Recorded data:

-----

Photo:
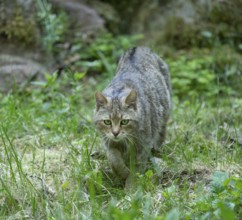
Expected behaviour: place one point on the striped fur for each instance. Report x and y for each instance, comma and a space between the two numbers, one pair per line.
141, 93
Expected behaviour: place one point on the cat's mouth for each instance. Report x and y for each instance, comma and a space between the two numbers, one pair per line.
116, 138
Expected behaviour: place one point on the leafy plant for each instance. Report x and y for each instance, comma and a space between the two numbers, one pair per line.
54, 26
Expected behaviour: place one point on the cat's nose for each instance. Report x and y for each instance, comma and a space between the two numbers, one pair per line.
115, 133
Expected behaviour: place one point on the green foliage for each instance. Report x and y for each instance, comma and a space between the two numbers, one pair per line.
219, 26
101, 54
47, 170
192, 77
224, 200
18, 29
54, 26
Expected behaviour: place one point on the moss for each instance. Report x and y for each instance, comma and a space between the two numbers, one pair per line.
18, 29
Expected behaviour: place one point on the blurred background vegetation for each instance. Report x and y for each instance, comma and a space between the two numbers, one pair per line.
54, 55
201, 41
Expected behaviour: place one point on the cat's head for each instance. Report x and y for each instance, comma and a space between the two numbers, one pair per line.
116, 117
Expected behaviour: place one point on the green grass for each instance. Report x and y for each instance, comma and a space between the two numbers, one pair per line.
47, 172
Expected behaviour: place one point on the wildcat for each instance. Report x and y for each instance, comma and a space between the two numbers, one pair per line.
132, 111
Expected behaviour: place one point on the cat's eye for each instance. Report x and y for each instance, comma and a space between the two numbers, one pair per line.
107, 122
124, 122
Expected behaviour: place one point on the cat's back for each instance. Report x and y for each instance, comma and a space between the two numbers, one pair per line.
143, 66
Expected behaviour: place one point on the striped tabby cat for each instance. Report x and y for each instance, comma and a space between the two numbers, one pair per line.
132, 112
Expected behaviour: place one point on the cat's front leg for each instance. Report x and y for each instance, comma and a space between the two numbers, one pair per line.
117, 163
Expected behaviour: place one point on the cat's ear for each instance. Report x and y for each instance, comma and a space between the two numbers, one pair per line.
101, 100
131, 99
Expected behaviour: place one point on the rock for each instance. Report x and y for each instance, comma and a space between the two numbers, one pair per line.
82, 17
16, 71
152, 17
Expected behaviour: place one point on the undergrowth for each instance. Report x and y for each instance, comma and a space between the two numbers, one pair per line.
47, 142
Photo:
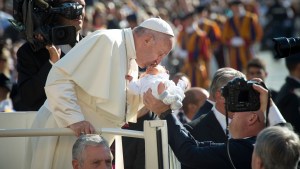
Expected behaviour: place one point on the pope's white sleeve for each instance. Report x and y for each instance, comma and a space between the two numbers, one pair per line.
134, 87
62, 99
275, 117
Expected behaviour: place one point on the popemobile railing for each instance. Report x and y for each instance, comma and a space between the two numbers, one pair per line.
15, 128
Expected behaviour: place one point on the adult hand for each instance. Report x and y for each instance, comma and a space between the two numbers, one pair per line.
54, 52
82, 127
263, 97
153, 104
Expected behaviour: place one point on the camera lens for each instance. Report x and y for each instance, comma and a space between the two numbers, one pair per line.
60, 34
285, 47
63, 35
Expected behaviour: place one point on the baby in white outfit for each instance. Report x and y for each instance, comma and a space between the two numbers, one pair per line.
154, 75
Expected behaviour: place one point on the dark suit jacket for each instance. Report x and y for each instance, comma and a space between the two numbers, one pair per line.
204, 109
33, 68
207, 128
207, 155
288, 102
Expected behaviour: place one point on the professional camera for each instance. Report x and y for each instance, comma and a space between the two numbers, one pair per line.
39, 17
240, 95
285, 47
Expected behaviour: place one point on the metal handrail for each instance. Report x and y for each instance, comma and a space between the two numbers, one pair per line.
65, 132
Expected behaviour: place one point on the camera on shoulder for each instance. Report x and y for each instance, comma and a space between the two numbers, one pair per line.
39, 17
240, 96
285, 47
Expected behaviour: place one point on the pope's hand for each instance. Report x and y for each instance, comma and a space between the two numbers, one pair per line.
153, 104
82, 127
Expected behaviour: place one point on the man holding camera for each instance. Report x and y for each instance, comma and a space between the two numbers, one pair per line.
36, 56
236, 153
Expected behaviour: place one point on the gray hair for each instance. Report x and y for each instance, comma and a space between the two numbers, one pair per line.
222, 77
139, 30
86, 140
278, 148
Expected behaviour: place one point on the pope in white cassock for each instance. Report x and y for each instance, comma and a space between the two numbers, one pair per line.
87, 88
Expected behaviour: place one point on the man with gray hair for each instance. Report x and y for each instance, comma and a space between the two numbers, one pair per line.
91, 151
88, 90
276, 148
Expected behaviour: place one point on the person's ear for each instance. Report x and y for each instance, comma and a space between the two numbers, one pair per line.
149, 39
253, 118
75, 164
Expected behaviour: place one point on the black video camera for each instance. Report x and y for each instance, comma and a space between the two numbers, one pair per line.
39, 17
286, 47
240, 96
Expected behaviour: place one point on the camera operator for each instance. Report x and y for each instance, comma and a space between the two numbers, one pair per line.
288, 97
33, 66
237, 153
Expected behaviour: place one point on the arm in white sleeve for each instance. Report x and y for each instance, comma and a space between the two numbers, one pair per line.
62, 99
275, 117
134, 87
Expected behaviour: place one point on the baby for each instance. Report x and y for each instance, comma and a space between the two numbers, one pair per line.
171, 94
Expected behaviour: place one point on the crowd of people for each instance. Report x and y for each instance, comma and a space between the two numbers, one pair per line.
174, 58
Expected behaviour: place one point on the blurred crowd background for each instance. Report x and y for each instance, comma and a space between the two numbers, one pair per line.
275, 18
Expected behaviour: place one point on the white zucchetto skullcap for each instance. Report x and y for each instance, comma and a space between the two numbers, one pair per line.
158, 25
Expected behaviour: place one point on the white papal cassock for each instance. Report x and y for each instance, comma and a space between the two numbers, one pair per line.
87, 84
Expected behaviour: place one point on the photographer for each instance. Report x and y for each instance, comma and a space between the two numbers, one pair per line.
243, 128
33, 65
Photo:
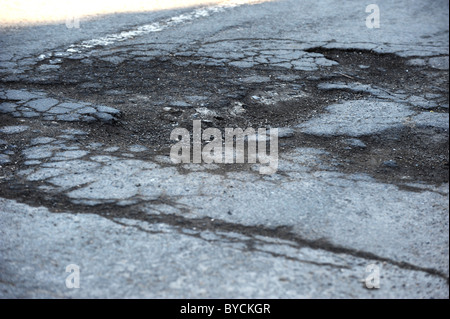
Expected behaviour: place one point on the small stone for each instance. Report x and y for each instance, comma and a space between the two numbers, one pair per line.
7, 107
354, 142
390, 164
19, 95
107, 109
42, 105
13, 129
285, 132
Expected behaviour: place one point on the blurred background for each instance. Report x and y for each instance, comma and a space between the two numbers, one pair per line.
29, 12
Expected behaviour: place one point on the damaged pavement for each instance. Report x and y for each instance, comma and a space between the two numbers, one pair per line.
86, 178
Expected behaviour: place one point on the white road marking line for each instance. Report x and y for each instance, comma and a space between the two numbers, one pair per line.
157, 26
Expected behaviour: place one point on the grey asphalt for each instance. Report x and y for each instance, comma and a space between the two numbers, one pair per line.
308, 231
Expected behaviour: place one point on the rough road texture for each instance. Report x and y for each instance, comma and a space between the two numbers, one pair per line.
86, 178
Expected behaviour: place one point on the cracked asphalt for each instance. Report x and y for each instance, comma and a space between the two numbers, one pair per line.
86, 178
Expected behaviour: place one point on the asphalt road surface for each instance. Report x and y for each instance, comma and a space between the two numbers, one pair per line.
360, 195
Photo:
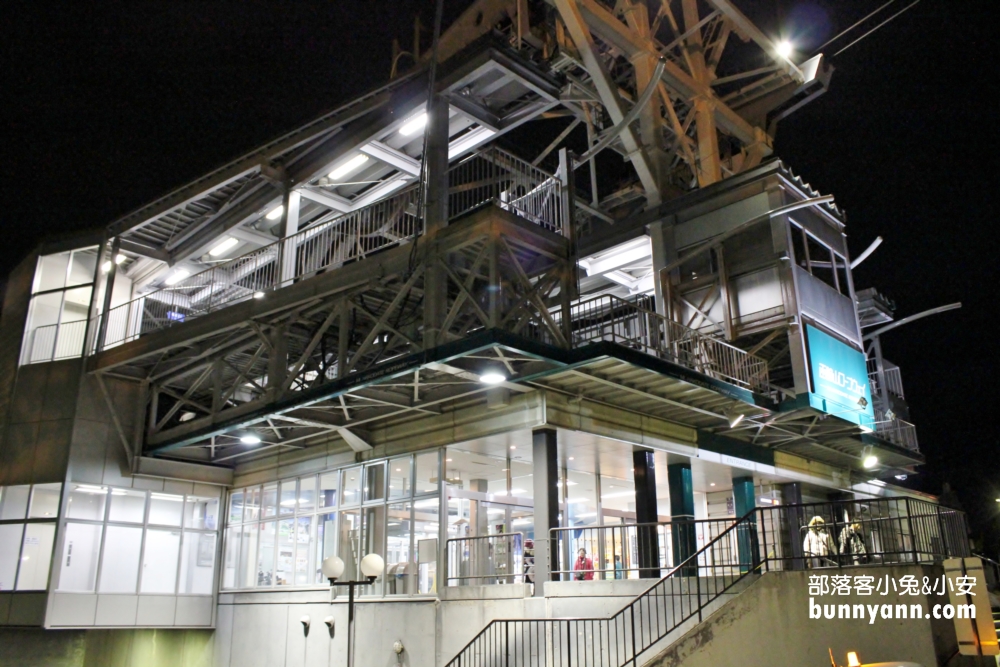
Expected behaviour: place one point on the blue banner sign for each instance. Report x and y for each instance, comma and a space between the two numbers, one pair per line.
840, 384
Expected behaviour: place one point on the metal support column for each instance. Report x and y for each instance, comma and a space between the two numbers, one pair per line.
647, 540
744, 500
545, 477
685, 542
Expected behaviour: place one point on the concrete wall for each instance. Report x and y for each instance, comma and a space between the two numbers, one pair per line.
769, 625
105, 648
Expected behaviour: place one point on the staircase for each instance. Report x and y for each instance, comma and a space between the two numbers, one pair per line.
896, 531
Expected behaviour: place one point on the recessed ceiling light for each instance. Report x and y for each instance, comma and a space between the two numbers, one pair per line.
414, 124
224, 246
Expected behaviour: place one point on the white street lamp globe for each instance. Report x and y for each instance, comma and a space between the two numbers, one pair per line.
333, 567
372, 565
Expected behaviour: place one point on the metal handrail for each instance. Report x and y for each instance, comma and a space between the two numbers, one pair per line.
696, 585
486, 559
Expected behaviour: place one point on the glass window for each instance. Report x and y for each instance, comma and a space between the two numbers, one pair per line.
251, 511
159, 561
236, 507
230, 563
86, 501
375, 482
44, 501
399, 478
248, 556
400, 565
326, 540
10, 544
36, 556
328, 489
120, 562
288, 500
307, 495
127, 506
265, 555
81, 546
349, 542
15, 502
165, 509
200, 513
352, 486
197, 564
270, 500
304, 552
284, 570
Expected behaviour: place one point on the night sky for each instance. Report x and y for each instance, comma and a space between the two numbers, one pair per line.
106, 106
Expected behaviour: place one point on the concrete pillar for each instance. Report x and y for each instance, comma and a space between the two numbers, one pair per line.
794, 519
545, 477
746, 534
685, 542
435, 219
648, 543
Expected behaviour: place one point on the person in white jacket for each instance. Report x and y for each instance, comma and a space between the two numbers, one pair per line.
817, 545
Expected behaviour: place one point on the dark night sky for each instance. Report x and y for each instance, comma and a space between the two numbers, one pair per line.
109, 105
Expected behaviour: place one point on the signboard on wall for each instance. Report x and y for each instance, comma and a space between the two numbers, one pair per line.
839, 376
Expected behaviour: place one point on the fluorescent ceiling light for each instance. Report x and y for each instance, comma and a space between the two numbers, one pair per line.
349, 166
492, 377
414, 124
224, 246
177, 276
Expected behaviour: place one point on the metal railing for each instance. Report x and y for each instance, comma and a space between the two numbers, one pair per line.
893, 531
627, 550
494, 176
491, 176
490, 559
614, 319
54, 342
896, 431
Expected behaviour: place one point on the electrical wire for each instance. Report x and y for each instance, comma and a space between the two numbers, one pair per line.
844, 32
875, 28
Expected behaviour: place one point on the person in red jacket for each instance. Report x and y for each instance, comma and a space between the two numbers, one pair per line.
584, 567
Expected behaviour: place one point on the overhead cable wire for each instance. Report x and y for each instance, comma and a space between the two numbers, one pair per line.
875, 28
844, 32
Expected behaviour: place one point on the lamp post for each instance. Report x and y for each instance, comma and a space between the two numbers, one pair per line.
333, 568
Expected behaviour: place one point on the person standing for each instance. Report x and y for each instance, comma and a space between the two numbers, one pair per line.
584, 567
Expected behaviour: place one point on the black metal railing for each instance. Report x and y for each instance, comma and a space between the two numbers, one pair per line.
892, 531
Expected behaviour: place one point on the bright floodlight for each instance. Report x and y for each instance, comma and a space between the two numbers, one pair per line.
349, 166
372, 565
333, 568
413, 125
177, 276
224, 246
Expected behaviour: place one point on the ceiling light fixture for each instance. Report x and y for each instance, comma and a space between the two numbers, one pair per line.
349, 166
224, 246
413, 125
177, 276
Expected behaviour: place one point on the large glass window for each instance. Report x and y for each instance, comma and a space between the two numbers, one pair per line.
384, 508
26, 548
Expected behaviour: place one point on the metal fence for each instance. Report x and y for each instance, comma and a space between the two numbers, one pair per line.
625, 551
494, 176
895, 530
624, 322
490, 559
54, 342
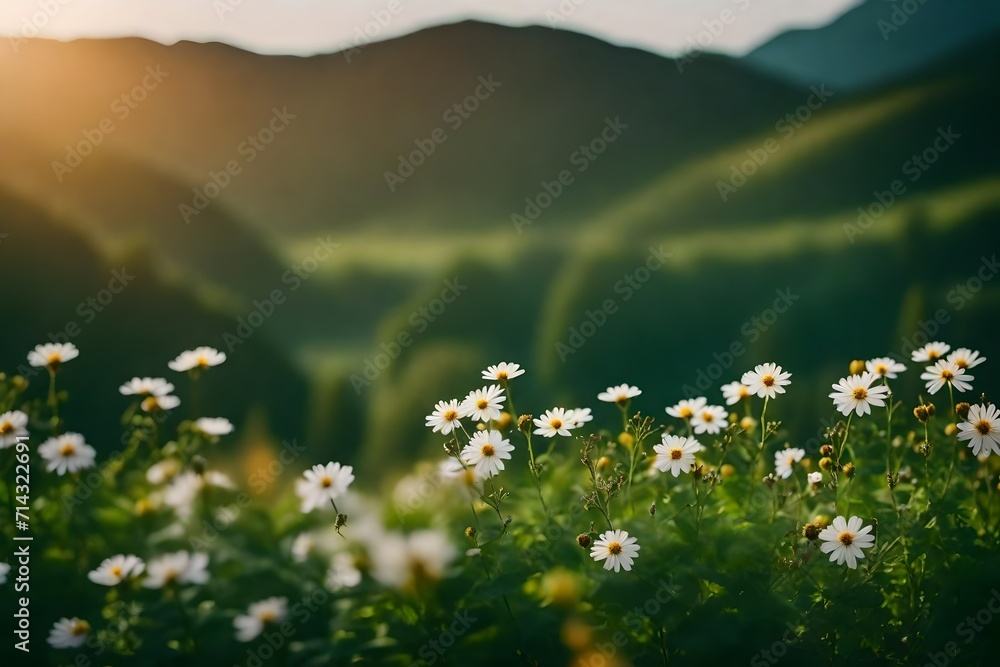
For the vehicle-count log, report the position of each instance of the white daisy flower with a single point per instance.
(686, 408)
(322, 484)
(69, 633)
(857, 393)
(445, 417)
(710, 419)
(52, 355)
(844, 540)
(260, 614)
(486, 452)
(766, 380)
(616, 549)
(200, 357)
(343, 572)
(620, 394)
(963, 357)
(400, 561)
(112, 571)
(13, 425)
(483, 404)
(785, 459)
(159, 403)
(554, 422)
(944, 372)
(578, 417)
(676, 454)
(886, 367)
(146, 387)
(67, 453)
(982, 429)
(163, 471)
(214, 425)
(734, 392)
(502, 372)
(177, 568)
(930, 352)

-----

Copy out only the lines beginning at the line with "Expected behaviour: place one point on the person in red" and ending at the last line of the entries. Keep them exact; drop pictures.

**COMPLETE OUTPUT**
Expected behaviour: place one point on the person in red jacket for each instance. Report x and y for each instance, comma and a space between the two numbers, one pair per line.
584, 567
Expected behaviour: place one point on the overhead cable wire for each instance. Report x and y for each instance, comma and a space between the two numbers, one pair per line.
875, 28
844, 32
Expected behaviour: place one point on the lamp post for each instance. Report x and y for each instance, comma and a space between the two numbers, one pair per line.
333, 568
Expected behaviour: place one point on the person standing for each instance. Report x and y for each instance, comma and a space between the two numbers, one pair per line.
584, 567
Expected behaviour: place one point on the black metal railing for each instance. Report x and y for each instance, comma and a space between the two numbers, one pair per line.
892, 531
Expected behaviour: place one point on the bright floodlight for each instance. Report x and y for each instance, comma and a space between the two numbers, one pair per line.
349, 166
372, 565
333, 568
413, 125
177, 276
224, 246
Expected behaviour: place one point on the ceiling light fixture for each instance. Report x and y for each instance, comma and a space between the two numbers, one pair per line.
349, 166
224, 246
413, 125
177, 276
Expected behaviour: place one point on the large glass window for each instance. Report x and y for each instance, comma and a space between the two numbers, one pair per line.
384, 508
26, 548
Expected behaviour: place one point on the metal fence for each instance. Report x and y for each instance, comma and a space between the two numbers, one pair per line.
625, 551
494, 176
895, 530
624, 322
490, 559
54, 342
For the vehicle-count log, report the position of each instance of the white daisy flower with a single point per instance.
(686, 408)
(322, 484)
(69, 633)
(857, 393)
(445, 417)
(710, 419)
(52, 355)
(844, 540)
(260, 614)
(486, 452)
(766, 380)
(616, 549)
(200, 357)
(343, 572)
(620, 394)
(963, 357)
(400, 561)
(112, 571)
(13, 425)
(483, 404)
(785, 459)
(159, 403)
(554, 422)
(944, 372)
(578, 417)
(676, 454)
(886, 367)
(146, 387)
(67, 453)
(982, 429)
(163, 471)
(214, 425)
(734, 392)
(502, 372)
(177, 568)
(930, 352)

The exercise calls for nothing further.